- _Data supplied_

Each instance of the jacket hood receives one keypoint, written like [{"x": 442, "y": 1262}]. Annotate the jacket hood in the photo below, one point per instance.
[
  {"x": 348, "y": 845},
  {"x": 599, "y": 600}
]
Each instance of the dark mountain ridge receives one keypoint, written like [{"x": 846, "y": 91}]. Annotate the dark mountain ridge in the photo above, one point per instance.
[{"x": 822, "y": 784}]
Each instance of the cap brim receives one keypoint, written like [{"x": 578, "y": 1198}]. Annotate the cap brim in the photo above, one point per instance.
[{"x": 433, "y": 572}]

- _Instructions to follow_
Rewrite the lines above, swapping every "keypoint" for "marker" and leaving the rest untouched.

- _Problem solution_
Each instance of the jacket hood receives one marker, written like [{"x": 442, "y": 1262}]. Annotate the jacket hood in the photo below, one point per instance.
[
  {"x": 348, "y": 845},
  {"x": 599, "y": 600}
]
Each instance of the dark mountain ridge receives one marker, written like [{"x": 846, "y": 91}]. Annotate the dark mountain ridge in the photo above, one point per instance.
[{"x": 822, "y": 784}]
Each instance of the cap brim receives one marker, written like [{"x": 578, "y": 1198}]. Annotate the cap brim in the photo above, one point per instance.
[{"x": 433, "y": 572}]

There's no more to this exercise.